Rewrite the data from the line with "# Provide the mask of every instance of the arched" up to and including the line with "--target=arched doorway", replacing "arched doorway" with "vaulted doorway" and leaving everything else unchanged. Return only those lines.

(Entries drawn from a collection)

▬▬▬▬▬▬

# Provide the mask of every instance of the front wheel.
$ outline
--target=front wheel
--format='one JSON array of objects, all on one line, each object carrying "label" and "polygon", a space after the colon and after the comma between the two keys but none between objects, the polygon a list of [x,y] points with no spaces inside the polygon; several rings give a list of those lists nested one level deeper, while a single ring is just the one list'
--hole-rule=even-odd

▬▬▬▬▬▬

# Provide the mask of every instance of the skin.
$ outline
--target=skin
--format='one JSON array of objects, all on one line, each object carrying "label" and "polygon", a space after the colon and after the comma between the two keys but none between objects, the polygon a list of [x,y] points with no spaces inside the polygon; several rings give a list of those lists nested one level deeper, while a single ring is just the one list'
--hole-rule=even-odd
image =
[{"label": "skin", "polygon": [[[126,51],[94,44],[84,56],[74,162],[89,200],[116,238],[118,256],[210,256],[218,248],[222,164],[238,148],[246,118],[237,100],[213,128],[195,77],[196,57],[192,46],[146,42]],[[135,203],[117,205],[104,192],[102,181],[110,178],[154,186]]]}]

▬▬▬▬▬▬

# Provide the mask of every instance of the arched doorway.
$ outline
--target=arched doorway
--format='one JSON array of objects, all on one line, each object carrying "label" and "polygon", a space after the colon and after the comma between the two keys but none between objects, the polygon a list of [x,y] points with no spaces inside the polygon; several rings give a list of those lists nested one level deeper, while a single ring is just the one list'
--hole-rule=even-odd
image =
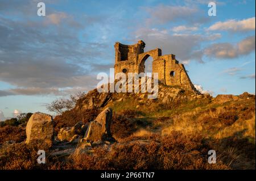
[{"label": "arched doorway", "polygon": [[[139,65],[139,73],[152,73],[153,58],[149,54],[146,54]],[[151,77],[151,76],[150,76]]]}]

▬▬▬▬▬▬

• _Response to this exercise_
# Provide the mask of every instance of the vaulted doorway.
$ outline
--target=vaulted doorway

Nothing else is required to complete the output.